### Exercise details
Reproduce each line, exactly, from the one containing "the mountain in" through the end of the material. Exclude pictures.

--------------------

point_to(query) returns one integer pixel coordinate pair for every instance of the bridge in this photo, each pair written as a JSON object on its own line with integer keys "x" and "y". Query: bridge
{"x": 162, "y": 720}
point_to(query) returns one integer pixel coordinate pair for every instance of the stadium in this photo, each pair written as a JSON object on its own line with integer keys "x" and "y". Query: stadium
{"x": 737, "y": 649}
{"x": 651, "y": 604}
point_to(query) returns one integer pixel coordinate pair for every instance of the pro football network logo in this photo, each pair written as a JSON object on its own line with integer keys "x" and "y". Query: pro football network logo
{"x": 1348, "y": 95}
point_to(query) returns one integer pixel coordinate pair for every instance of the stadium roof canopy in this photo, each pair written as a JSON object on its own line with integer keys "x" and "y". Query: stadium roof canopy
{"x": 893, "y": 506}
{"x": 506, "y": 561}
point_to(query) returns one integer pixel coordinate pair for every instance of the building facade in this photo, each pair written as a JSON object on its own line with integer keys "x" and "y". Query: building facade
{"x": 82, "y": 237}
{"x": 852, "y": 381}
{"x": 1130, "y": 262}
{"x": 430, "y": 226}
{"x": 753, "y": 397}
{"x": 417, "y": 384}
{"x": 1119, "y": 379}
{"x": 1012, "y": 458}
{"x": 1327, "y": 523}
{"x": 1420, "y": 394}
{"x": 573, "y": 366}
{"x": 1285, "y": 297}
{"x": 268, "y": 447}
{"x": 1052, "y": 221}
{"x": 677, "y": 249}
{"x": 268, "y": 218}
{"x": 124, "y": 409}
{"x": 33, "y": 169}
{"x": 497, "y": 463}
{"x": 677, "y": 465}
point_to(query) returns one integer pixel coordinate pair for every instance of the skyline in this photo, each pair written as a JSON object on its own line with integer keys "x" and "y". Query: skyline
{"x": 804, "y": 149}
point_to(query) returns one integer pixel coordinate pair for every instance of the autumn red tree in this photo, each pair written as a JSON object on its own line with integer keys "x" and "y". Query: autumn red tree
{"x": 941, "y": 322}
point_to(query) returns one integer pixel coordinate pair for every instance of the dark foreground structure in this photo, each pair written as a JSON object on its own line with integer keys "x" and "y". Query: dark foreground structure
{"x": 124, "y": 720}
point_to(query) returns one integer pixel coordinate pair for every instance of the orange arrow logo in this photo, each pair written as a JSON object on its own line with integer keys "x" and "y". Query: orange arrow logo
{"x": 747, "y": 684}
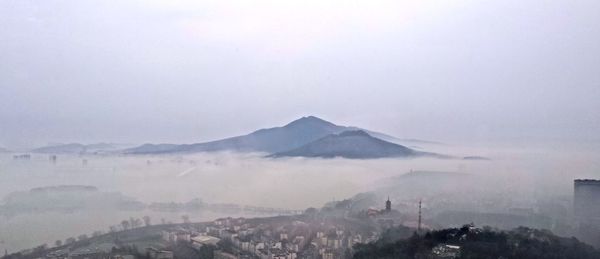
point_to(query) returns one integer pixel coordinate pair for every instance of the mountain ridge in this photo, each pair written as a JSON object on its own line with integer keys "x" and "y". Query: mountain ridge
{"x": 269, "y": 140}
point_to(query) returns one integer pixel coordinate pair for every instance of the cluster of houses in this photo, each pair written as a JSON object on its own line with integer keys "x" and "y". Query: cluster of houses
{"x": 273, "y": 239}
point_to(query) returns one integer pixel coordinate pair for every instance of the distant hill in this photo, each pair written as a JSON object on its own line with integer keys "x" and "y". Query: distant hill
{"x": 356, "y": 144}
{"x": 77, "y": 148}
{"x": 471, "y": 242}
{"x": 272, "y": 140}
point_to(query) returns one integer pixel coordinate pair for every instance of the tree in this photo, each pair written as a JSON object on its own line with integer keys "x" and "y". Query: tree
{"x": 186, "y": 219}
{"x": 70, "y": 240}
{"x": 147, "y": 221}
{"x": 82, "y": 237}
{"x": 125, "y": 224}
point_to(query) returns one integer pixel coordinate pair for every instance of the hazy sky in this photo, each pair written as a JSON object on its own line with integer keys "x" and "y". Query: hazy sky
{"x": 185, "y": 71}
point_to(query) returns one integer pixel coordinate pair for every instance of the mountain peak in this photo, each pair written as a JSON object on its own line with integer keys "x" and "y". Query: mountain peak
{"x": 349, "y": 133}
{"x": 312, "y": 120}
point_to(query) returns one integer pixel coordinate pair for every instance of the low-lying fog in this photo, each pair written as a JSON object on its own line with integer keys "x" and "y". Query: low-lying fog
{"x": 520, "y": 175}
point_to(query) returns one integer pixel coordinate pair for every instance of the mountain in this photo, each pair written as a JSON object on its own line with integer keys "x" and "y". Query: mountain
{"x": 273, "y": 140}
{"x": 77, "y": 148}
{"x": 356, "y": 144}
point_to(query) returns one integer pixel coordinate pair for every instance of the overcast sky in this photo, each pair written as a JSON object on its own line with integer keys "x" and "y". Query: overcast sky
{"x": 187, "y": 71}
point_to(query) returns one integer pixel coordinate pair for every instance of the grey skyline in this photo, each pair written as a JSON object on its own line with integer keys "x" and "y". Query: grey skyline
{"x": 187, "y": 71}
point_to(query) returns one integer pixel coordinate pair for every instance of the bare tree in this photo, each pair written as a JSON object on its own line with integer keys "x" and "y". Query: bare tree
{"x": 125, "y": 224}
{"x": 147, "y": 221}
{"x": 186, "y": 219}
{"x": 82, "y": 237}
{"x": 70, "y": 240}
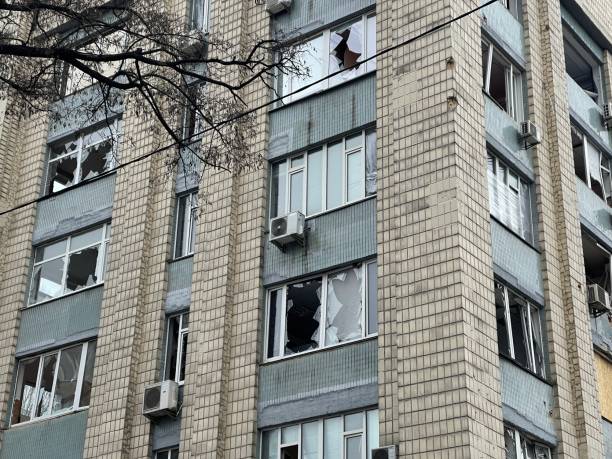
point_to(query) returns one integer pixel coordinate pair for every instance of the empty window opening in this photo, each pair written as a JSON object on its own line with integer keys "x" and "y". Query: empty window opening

--------------------

### Solution to the problem
point_to(query) returns one integer pixel coordinate pair for every instance of the mountain in this photo, each pair written as a JSON object on its own line with integer keys "x" and "y". Query: mountain
{"x": 273, "y": 140}
{"x": 77, "y": 148}
{"x": 356, "y": 144}
point_to(query) returns one integer pixel coordinate pair for every instance of the overcast sky in this photo, each pair written as a JSON object on its own line with integer keys "x" and "y". Query: overcast sky
{"x": 187, "y": 71}
point_to(query) returns one integer pixel coordinate pair for every instance of the grey skyline in this photo, each pair written as a JSON object on its own line with integer keys "x" and "y". Query: grey skyline
{"x": 187, "y": 71}
point_to(query) returns one integer pixel coordinate pair for every instance of the bare tree in this photo, each pair written as a JSON object on its own line with integer keys "x" and "y". Query: bare tree
{"x": 125, "y": 224}
{"x": 147, "y": 221}
{"x": 186, "y": 219}
{"x": 82, "y": 237}
{"x": 70, "y": 240}
point_to(query) returns one integer pixel coordinate pair for every instance of the empty window opening in this photo, each pair written as a JSON object on its own line with integer keys "x" and "y". Query: empty window opening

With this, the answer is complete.